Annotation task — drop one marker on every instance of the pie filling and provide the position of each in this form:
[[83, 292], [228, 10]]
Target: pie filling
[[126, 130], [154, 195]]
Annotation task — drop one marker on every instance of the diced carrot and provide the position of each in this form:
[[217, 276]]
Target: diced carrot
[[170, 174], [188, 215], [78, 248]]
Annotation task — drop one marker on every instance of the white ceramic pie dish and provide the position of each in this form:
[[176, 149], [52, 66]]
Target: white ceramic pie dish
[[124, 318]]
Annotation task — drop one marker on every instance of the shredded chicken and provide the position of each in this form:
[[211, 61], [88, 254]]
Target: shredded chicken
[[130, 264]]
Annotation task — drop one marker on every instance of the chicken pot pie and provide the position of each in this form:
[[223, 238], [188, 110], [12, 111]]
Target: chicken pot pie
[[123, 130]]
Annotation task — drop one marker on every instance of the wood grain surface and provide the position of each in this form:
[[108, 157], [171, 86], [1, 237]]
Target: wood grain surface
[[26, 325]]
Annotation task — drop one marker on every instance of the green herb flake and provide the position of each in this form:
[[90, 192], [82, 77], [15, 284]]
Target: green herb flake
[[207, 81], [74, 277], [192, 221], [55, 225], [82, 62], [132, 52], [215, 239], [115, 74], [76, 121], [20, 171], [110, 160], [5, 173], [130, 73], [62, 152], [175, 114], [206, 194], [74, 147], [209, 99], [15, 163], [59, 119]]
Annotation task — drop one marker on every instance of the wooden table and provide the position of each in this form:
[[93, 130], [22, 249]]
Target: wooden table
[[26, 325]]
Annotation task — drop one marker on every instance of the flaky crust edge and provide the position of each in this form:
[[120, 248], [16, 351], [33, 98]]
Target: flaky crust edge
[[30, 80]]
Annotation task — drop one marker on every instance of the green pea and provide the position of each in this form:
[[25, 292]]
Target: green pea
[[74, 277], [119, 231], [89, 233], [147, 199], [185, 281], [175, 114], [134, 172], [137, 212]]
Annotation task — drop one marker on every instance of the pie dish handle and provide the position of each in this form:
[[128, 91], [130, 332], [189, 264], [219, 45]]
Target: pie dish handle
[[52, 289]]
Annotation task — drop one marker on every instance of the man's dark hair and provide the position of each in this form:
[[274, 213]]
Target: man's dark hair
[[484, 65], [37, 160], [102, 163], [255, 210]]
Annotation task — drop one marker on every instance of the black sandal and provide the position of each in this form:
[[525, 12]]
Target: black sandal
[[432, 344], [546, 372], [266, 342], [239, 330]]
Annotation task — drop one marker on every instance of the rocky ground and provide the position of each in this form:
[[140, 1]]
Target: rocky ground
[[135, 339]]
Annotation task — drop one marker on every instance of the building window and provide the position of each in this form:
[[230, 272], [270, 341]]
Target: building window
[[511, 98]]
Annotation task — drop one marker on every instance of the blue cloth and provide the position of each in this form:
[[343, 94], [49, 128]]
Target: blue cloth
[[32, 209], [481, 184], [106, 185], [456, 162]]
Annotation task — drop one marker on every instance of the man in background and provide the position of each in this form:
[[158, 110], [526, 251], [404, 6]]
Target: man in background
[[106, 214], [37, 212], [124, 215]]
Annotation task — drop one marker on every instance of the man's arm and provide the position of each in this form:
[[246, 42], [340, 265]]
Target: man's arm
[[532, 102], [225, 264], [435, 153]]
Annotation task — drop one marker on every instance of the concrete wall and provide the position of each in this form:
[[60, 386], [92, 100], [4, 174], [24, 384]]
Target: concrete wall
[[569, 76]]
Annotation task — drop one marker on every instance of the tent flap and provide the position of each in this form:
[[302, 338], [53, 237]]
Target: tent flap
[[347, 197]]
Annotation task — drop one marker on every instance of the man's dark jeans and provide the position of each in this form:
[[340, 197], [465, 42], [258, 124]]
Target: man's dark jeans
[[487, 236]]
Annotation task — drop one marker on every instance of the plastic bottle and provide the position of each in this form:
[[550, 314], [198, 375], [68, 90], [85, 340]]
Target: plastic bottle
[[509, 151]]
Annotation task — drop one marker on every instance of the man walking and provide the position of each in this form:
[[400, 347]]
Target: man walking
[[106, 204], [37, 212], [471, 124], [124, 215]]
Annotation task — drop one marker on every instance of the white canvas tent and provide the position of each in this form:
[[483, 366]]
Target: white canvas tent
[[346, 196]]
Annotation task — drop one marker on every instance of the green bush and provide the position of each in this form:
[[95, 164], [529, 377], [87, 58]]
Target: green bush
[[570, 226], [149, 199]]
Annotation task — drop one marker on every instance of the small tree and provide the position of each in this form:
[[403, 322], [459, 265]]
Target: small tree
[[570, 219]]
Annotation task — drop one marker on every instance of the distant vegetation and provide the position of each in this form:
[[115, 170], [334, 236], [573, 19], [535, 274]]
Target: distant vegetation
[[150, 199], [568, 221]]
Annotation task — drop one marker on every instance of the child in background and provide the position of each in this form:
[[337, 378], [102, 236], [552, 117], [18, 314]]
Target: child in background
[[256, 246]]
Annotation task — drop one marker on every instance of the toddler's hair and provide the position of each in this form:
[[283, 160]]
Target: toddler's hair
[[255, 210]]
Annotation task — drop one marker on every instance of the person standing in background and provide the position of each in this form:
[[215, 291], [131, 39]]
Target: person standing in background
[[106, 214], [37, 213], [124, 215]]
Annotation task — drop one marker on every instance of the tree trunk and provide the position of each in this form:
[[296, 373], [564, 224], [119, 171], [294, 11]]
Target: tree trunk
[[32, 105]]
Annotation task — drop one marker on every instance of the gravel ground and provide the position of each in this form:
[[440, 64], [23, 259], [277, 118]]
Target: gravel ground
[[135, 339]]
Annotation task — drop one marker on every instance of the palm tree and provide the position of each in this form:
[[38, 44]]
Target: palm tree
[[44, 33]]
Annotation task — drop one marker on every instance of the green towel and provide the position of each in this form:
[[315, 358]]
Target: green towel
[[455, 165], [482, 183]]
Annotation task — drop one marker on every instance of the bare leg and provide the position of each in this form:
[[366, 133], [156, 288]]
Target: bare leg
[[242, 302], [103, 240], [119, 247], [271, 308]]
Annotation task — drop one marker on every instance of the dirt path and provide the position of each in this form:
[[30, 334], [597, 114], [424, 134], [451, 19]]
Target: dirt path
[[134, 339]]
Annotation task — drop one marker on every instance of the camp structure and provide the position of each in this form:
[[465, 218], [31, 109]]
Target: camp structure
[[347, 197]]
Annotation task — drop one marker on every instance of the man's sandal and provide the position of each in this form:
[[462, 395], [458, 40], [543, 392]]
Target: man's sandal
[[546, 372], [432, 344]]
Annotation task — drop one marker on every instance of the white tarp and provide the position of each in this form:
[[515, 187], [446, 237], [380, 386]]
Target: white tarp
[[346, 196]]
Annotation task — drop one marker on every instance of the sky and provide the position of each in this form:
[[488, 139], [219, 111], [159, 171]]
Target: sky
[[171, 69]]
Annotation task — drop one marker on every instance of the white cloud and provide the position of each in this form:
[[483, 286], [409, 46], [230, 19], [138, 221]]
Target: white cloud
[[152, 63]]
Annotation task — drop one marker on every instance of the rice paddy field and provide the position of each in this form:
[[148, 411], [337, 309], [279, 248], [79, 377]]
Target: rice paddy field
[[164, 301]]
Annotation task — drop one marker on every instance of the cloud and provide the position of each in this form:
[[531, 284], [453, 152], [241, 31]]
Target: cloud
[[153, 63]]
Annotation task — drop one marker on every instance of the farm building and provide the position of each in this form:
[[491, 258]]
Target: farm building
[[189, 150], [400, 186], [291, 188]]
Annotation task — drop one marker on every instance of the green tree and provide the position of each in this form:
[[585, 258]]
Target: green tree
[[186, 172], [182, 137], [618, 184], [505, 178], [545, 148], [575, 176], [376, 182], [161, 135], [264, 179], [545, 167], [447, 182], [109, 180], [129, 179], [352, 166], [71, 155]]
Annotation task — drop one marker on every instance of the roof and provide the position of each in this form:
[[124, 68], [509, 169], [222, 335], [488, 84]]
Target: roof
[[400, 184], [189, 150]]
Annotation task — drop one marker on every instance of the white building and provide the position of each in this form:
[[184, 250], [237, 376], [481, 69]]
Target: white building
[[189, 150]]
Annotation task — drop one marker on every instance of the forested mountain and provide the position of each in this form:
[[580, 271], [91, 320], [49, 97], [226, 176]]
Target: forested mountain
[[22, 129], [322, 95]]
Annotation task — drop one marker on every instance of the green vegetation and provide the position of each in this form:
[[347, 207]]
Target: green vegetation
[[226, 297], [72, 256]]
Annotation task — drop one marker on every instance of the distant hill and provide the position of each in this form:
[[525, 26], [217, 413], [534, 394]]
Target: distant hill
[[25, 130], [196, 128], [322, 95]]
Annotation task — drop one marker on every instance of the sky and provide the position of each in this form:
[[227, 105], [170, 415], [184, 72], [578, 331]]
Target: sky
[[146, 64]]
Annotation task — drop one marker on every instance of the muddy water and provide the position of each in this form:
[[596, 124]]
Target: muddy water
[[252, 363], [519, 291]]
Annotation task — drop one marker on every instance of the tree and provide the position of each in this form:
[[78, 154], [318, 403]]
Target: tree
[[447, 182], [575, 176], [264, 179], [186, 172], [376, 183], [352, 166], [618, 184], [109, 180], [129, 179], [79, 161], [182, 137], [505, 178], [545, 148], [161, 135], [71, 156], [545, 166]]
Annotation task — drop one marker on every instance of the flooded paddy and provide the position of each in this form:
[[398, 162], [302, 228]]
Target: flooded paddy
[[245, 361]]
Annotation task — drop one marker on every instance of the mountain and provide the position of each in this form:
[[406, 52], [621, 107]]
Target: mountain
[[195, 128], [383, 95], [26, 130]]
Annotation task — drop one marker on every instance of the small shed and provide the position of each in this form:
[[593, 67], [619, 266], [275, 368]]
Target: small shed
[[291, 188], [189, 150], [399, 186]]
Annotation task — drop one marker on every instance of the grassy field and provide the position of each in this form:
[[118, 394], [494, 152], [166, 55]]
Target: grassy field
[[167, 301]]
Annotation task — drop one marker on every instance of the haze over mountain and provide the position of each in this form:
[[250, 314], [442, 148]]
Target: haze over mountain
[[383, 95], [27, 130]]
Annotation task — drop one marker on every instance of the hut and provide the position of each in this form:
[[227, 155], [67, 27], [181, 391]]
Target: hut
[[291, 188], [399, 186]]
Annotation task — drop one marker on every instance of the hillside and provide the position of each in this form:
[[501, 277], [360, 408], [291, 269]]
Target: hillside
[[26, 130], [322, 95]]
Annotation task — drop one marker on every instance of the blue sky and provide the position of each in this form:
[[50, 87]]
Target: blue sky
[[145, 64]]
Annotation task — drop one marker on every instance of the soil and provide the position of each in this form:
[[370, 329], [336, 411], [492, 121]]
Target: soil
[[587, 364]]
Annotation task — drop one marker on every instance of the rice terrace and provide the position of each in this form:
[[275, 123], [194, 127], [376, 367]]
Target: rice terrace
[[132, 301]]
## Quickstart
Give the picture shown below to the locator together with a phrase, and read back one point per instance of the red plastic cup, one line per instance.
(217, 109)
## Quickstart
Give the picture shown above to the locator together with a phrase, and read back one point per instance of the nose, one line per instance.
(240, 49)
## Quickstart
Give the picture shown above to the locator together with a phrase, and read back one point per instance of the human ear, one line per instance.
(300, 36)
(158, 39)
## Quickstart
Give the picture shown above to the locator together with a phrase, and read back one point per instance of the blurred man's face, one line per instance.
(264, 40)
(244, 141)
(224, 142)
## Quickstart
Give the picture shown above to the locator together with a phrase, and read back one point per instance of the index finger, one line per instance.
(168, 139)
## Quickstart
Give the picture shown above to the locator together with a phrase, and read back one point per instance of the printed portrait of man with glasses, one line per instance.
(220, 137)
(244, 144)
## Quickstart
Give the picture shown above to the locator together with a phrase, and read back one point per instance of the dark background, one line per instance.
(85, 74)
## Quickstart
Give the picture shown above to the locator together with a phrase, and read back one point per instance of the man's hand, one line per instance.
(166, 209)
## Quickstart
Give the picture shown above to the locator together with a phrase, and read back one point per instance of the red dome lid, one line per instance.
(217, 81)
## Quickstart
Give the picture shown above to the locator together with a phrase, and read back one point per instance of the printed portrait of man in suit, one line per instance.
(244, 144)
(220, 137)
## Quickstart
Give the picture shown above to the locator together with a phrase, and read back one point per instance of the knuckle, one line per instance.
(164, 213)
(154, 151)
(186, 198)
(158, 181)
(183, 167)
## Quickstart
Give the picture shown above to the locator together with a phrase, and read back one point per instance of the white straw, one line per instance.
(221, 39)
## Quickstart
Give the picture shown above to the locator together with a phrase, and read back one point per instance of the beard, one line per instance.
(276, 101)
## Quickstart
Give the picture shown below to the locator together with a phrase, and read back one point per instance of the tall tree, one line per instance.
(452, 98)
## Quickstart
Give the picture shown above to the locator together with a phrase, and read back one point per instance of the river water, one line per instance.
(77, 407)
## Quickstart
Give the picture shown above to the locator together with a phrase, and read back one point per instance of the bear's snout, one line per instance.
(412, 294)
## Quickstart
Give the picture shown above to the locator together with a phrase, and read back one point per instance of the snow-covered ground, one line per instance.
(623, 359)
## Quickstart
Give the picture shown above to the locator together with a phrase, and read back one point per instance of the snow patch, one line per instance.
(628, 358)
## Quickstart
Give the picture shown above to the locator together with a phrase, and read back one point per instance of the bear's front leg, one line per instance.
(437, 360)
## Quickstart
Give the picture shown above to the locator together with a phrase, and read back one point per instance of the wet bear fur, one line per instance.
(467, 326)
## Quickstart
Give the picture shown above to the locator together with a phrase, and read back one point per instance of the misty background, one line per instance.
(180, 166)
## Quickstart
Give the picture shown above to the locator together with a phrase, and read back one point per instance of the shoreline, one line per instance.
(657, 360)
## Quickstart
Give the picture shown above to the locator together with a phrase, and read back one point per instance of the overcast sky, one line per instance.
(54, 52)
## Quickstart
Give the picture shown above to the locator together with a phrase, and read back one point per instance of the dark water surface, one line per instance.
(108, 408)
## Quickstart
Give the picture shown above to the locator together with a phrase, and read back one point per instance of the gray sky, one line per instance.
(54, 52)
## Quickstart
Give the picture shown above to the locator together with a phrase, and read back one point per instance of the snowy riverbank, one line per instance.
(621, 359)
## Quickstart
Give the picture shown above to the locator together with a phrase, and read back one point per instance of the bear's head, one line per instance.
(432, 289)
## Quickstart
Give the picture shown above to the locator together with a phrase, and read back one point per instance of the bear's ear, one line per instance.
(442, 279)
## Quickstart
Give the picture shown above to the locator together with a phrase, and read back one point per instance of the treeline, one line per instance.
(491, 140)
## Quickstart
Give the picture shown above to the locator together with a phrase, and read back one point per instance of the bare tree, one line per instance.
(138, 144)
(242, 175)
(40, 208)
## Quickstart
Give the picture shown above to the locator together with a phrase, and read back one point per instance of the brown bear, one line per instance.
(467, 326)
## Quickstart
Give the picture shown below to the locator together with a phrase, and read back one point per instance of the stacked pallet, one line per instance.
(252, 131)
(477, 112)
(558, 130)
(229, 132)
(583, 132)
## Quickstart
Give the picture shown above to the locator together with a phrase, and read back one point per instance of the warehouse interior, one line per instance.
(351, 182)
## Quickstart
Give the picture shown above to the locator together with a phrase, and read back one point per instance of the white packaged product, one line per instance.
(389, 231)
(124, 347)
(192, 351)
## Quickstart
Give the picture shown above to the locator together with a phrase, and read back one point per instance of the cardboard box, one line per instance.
..........
(The task) From the listing above, select every line that contains the word "plastic", matching its case exactly, and copy each of those lines.

(Correct response)
Annotation task — drop one marker on every instance of the plastic bottle and provide the position of each in this form:
Target: plastic bottle
Give the picture shown below to the locator together with a phrase, and read back one point per instance of the red plastic cup, one line per instance.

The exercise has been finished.